▶ Excerpt:
▬▬▬

Generate training data

$ gen_training_data.py [sameFileAsBefore]

Filtering raw tweets (make sure the number of tweets from the training set is the same as that of the unfiltered set)

$ gen_filtered_tweets [newUnfilteredTweetsFile] [trainingFolder] [destinationFolder]

Explanation

  1. The program first extract the tweets and dump it into a folder of a master file with all the tweet messages and additionally one file per tweet
  2. It then creates a mallet file which is used for grouping tweets together into topics
  3. The user is then requested to label the tweets by adding a zeroth column of 0 (not spam) and 1 (spam) to topic_keys.txt and save the file as topic_keys_labeled.txt
  4. Based on the labels, the program will extract the features and labels for each tweet
  5. From these files, we can create the matrices used in the machine learning models
  6. We repeat the same process with the unfiltered set
  7. The program then uses the matrices from the training set and the generate data from the unfiltered set to predict whether or not each tweet of the unfiltered set is spam.

▬▬▬

[Extracted records]
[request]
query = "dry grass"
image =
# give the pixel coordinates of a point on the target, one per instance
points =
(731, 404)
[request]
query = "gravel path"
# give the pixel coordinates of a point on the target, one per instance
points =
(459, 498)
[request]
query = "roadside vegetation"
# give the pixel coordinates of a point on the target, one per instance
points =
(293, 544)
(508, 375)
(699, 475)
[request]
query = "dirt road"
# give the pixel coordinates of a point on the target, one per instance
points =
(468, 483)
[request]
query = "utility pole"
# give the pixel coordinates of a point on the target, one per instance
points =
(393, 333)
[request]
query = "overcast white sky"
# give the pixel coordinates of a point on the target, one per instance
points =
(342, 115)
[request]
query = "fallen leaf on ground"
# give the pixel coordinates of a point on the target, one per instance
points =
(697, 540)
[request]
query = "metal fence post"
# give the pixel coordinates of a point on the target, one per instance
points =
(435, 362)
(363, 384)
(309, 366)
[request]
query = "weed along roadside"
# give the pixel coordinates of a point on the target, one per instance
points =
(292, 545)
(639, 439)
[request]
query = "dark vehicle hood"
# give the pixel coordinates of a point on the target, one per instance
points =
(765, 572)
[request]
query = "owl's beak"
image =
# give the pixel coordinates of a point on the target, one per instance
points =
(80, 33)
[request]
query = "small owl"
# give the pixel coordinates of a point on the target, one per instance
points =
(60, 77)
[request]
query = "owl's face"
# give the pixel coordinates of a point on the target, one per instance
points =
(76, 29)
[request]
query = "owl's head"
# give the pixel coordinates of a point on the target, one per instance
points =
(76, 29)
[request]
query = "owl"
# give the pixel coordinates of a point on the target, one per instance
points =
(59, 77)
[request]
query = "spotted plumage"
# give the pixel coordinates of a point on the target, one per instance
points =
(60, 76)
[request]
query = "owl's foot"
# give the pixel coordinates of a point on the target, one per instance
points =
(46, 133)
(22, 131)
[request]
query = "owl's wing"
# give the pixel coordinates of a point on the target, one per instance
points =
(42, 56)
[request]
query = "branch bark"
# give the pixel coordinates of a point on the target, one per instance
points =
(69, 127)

▬▬▬

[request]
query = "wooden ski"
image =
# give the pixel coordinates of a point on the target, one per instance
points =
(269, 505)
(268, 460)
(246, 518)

▬▬▬

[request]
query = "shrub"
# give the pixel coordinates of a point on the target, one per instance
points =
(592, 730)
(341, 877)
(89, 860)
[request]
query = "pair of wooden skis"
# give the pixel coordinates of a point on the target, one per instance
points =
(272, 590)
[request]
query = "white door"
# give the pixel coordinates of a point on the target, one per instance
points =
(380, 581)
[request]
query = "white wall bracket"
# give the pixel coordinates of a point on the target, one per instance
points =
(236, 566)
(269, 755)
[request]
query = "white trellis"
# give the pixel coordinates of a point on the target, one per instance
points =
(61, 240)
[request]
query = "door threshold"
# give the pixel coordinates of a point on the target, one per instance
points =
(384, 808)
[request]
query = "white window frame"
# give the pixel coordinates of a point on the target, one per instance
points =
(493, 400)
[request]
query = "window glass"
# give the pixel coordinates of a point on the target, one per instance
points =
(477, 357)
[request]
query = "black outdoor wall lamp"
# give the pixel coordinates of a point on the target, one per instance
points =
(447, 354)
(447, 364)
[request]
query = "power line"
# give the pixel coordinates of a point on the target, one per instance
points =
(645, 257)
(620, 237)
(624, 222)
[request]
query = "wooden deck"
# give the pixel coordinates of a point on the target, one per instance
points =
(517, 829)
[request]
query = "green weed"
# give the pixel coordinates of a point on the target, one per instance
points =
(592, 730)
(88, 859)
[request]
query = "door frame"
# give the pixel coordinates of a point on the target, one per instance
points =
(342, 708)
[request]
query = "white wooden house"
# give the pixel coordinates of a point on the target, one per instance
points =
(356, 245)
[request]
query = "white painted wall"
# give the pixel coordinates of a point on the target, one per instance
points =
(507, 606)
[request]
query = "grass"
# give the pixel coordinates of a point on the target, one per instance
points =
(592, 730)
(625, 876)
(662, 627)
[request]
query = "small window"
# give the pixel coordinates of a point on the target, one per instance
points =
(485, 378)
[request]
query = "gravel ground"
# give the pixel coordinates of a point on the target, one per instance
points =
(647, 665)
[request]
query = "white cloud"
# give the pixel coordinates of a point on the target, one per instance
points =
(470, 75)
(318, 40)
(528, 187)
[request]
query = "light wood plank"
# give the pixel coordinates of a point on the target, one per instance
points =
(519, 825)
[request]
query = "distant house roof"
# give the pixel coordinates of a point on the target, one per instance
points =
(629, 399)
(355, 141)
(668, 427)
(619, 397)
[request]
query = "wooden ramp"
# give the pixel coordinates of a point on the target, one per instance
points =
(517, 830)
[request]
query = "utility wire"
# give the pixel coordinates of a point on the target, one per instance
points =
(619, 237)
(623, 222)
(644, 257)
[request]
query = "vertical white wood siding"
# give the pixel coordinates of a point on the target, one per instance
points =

▬▬▬

▶ What is asked:
a - Return the part of the tweet-filtering excerpt that opens with the words containing "1. The program" and closes with "set is spam.".
b - Resume the tweet-filtering excerpt, picking up right after its last sentence.
None of the material is needed.

▶ Outputs for the tasks:
a -
1. The program first extract the tweets and dump it into a folder of a master file with all the tweet messages and additionally one file per tweet
  2. It then creates a mallet file which is used for grouping tweets together into topics
  3. The user is then requested to label the tweets by adding a zeroth column of 0 (not spam) and 1 (spam) to topic_keys.txt and save the file as topic_keys_labeled.txt
  4. Based on the labels, the program will extract the features and labels for each tweet
  5. From these files, we can create the matrices used in the machine learning models
  6. We repeat the same process with the unfiltered set
  7. The program then uses the matrices from the training set and the generate data from the unfiltered set to predict whether or not each tweet of the unfiltered set is spam.

b -
  8. The resultant matrices are then converted back to a JSON file with the spam removed.

Precision and Recall

This test filters tweets which are in English. Please note that scores are worse because the language filter is applied after topic modeling which does not differentiate language when grouping words as topics. To test the positives of filtering, a language detector is used and may have small biases as well.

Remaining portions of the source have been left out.